▶ [WHAT IS REQUIRED]
Each entry has to be set down again with no alteration.
* * * *
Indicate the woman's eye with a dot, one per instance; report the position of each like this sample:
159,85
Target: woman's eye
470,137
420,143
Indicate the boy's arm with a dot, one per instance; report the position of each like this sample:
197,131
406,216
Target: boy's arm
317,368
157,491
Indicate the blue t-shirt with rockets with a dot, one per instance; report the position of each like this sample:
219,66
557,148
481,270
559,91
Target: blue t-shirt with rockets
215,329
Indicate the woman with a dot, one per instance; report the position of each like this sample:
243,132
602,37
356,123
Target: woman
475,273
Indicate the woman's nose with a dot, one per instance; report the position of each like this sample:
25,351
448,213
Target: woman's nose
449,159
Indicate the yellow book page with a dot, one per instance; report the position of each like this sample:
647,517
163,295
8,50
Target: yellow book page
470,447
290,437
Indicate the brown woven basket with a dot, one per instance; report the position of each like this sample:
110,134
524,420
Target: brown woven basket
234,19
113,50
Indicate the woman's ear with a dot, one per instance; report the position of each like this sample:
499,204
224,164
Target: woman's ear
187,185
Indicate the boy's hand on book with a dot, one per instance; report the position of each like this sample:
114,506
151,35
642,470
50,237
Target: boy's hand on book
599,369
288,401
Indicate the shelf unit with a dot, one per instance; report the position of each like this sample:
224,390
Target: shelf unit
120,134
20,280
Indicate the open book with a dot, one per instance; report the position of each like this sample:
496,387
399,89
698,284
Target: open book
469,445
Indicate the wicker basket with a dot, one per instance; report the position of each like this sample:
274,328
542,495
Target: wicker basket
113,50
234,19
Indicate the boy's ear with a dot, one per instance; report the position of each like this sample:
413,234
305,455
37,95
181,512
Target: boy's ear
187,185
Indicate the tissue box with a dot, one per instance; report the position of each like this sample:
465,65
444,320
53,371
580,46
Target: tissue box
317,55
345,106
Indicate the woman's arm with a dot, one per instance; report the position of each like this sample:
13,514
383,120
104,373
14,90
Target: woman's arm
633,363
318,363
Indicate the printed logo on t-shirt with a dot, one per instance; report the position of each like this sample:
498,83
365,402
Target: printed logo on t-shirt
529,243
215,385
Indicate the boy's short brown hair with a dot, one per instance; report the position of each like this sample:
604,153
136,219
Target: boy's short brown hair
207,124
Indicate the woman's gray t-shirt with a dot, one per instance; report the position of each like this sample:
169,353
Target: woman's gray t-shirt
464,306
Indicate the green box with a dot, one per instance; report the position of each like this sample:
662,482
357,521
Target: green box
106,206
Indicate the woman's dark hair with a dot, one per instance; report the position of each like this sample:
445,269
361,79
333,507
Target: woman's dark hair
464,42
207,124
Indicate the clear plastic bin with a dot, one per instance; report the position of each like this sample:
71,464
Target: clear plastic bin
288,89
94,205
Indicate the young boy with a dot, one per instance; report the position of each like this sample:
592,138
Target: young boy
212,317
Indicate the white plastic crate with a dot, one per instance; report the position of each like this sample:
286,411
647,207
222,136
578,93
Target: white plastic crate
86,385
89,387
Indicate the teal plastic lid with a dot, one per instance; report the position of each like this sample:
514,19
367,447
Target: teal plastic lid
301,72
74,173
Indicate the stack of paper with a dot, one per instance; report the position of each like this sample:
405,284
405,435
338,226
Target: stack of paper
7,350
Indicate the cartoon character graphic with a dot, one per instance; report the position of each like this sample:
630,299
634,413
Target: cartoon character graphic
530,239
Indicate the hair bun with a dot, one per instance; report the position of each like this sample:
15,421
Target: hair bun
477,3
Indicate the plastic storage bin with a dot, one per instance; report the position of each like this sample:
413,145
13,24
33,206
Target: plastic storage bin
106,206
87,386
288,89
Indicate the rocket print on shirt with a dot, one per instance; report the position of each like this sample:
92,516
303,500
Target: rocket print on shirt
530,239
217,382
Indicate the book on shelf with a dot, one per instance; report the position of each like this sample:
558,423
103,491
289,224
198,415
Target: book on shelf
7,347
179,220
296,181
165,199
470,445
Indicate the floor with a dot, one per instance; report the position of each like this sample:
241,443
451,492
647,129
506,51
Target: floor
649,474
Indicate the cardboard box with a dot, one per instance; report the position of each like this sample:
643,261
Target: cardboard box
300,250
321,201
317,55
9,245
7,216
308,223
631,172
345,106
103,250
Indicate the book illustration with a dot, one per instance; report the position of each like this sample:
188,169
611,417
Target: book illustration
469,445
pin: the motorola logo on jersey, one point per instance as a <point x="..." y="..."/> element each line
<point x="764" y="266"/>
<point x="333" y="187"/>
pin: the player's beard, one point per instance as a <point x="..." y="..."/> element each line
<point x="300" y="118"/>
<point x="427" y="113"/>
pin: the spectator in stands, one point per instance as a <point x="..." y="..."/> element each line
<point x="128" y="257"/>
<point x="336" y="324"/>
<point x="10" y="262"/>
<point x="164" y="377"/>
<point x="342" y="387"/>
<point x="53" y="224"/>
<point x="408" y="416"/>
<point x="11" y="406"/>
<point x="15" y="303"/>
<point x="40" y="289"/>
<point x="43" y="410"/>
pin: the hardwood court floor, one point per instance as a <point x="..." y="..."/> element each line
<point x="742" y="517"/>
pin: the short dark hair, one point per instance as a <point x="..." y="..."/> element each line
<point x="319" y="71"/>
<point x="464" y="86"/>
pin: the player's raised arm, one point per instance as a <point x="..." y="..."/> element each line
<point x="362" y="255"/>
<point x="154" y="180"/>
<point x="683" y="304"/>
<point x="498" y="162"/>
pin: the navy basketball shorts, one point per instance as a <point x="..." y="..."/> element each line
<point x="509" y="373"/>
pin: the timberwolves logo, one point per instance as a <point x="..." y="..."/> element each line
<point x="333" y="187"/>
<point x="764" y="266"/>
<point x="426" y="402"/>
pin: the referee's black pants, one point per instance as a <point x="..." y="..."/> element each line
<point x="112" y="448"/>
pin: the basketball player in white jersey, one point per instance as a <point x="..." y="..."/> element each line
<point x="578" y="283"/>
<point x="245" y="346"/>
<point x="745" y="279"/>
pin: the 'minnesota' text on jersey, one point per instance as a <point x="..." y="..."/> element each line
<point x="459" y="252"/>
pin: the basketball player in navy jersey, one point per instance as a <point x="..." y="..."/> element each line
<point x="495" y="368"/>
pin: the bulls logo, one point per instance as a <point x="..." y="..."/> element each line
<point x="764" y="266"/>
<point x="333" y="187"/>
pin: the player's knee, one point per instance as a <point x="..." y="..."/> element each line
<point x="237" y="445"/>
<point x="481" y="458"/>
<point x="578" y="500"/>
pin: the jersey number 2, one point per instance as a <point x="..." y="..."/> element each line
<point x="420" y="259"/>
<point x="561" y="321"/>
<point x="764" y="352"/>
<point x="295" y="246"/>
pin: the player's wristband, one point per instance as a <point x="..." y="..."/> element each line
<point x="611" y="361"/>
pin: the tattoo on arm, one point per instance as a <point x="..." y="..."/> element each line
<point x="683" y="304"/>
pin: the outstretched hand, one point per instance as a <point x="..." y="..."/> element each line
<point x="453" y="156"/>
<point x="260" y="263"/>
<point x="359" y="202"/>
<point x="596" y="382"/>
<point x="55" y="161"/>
* * * *
▶ [COMPLETED EXERCISE]
Indicate the woman's eye with a dot, one per instance; report the position of each like this sample:
159,85
Target: woman's eye
470,137
420,143
Indicate the boy's arm with a dot, one per instance; report the position of each like this sample:
197,131
406,216
Target: boy's arm
317,368
157,491
Indicate the blue t-shirt with rockets with a dot, one per instance; report the position of each like this sample:
219,66
557,148
481,270
559,91
Target: blue t-shirt with rockets
215,329
Indicate the woman with a dot, one per instance; report the position of each like this sample:
243,132
602,37
356,123
Target: woman
475,273
Indicate the woman's nose with a dot, one per instance; report the position of each like this sample:
25,351
448,213
Target: woman's nose
449,159
Indicate the yellow book page with a dot, one per instance; report the position of each like this sample:
647,517
163,295
8,50
Target: yellow book page
470,447
290,437
Indicate the brown woven basket with a dot, one per instance; report the position of each like this sample:
110,134
524,420
Target: brown woven basket
234,19
113,50
Indicate the woman's ear with a dot, one per instance; report the position of each like this sample:
499,204
224,164
Target: woman's ear
187,185
Indicate the boy's hand on book with a dot, one per instance; report the position of each like this sample:
114,506
151,35
642,470
50,237
Target: boy's hand on book
599,369
288,401
Indicate the shelf unit with a dot, one per instance; report the position of each like this sample:
224,390
Target: shelf unit
120,134
20,280
Indicate the open book with a dot, one per instance; report the position of each like this sample:
496,387
399,89
698,284
Target: open book
469,445
Indicate the wicker basket with a dot, one per instance; report the position of each like this sample:
274,328
542,495
Target: wicker basket
113,50
234,19
Indicate the boy's ear with a dot, one per instance; report the position of each like this sample:
413,234
305,455
37,95
181,512
Target: boy's ear
187,185
Indicate the tissue box with a dot, one per instance; report the position of each like this sample:
465,65
444,320
53,371
580,46
Target: tissue box
317,55
345,106
Indicate the woman's arm with a dot, one per instance; report the position of each like this sample:
13,514
383,120
104,373
14,90
Target: woman's arm
633,363
318,363
Indicate the printed logo on t-shirt with a dot, one per instance; report the position of each like this sample:
498,83
365,402
Target: printed logo on t-shirt
529,243
215,385
Indicate the boy's short brown hair with a dot, one per instance; report the position of each like this sample:
604,153
136,219
Target: boy's short brown hair
207,124
Indicate the woman's gray t-shirt with a dot, one per instance; report the position of each like this sample:
169,353
Target: woman's gray t-shirt
464,306
Indicate the green box with a dot, one per instance; report the position of each like this sample:
662,482
357,521
Target: green box
106,206
Indicate the woman's dark hair with a dot, one per instance; report the position of each like this sample:
445,269
361,79
333,507
Target: woman's dark hair
464,42
207,124
Indicate the clear plastic bin with a dot, one per instance; report the position of each like this sample:
71,464
Target: clear plastic bin
288,89
94,205
Indicate the young boy with a dot, one per instance; report the position of each like this sample:
592,138
Target: young boy
212,317
Indicate the white plastic crate with a dot, one per instance; report the position of each like this sample:
286,411
647,207
222,136
578,93
Target: white plastic crate
86,385
89,387
Indicate the teal plastic lid with a dot, one per instance; report the position of each like this sample:
514,19
367,447
Target: teal plastic lid
301,72
74,173
Indicate the stack of paper with a dot, one per instance; report the position of each like this sample:
405,284
405,435
338,226
Target: stack of paper
7,350
Indicate the cartoon character graphic with a dot, one per instance; report the position of each like this sample:
630,299
634,413
Target: cartoon character graphic
530,239
Indicate the hair bun with a dot, one per instance; report the position of each like this sample:
15,421
Target: hair bun
477,3
Indicate the plastic storage bin with a dot, one per instance; report the position of each like this sample:
413,145
13,24
33,206
Target: plastic storage bin
106,206
87,386
288,89
Indicate the rocket print on shirt with a dot, one per instance; report the position of each like this sample:
92,516
303,500
Target: rocket print on shirt
530,239
217,382
Indicate the book on shelf with a dot, one per instance; report the position of each like this sample:
558,423
103,491
289,224
198,415
Target: book on shelf
7,347
179,220
296,181
165,199
470,445
Indicate the floor with a dot, one per instance; report the position of each like this sample:
241,443
451,492
647,129
506,51
Target: floor
649,474
Indicate the cardboard box with a dot, one per instance; report the position of each like this sample:
643,261
Target: cardboard box
300,250
321,201
317,55
9,245
7,216
308,223
631,172
345,106
103,250
Indicate the book illustration with a dot, one per instance; report the position of each like this sample:
188,169
611,417
Target: book illustration
469,445
pin: the motorola logo on jersey, one point per instance as a <point x="..." y="..."/> element each line
<point x="764" y="266"/>
<point x="333" y="187"/>
pin: the player's beard, one point per instance as a <point x="..." y="..."/> element each line
<point x="300" y="118"/>
<point x="427" y="113"/>
pin: the spectator in stands, one point per instance as a <point x="..." y="..."/> element each line
<point x="128" y="257"/>
<point x="336" y="324"/>
<point x="10" y="262"/>
<point x="164" y="377"/>
<point x="342" y="387"/>
<point x="53" y="224"/>
<point x="408" y="416"/>
<point x="11" y="406"/>
<point x="15" y="303"/>
<point x="40" y="289"/>
<point x="43" y="410"/>
pin: the hardwood court floor, one point per instance as a <point x="..." y="..."/> element each line
<point x="742" y="517"/>
pin: the short dark hair, one point per instance as a <point x="..." y="..."/> element each line
<point x="319" y="71"/>
<point x="464" y="86"/>
pin: the player's raised arm, one point per instance as a <point x="..." y="..."/> element each line
<point x="362" y="255"/>
<point x="154" y="180"/>
<point x="683" y="304"/>
<point x="498" y="162"/>
pin: the navy basketball shorts, one point per instance as a <point x="..." y="..."/> element each line
<point x="509" y="373"/>
pin: the timberwolves logo, one point per instance as a <point x="..." y="..."/> element each line
<point x="333" y="187"/>
<point x="764" y="266"/>
<point x="426" y="402"/>
pin: the referee's black pants, one point per instance as a <point x="..." y="..."/> element each line
<point x="112" y="448"/>
pin: the basketball player in white jersey, one point per instance as a <point x="..." y="..."/> element each line
<point x="578" y="283"/>
<point x="245" y="346"/>
<point x="745" y="279"/>
pin: the 'minnesota' text on jersey, one point per instance as a <point x="..." y="..."/> element each line
<point x="459" y="252"/>
pin: the basketball player in navy jersey, one point per instance as a <point x="..." y="..."/> element each line
<point x="495" y="368"/>
pin: the bulls logo, one point per instance as a <point x="..." y="..."/> element each line
<point x="764" y="266"/>
<point x="333" y="187"/>
pin: the player's knee, one point per instance as a <point x="..." y="..."/> element each line
<point x="237" y="445"/>
<point x="481" y="458"/>
<point x="578" y="500"/>
pin: the jersey number 2, one point per instance as a <point x="..." y="..."/> element each line
<point x="420" y="259"/>
<point x="561" y="321"/>
<point x="764" y="352"/>
<point x="295" y="246"/>
pin: the player's wristband, one point per instance as a <point x="..." y="..."/> element each line
<point x="611" y="361"/>
pin: the tattoo on arm, one point per instance as a <point x="..." y="..."/> element each line
<point x="683" y="304"/>
pin: the outstretched hand, one point per instance as a <point x="..." y="..."/> element each line
<point x="453" y="156"/>
<point x="260" y="263"/>
<point x="359" y="202"/>
<point x="596" y="382"/>
<point x="55" y="161"/>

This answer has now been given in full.